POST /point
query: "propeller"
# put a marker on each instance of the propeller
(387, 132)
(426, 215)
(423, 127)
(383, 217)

○ ○ ○ ○ ○ ○ ○

» **What the task asks**: Give a verbatim copy of the material above.

» **Your solution**:
POST /point
query: "propeller"
# put a marker on each instance of the propeller
(387, 132)
(426, 215)
(423, 127)
(383, 217)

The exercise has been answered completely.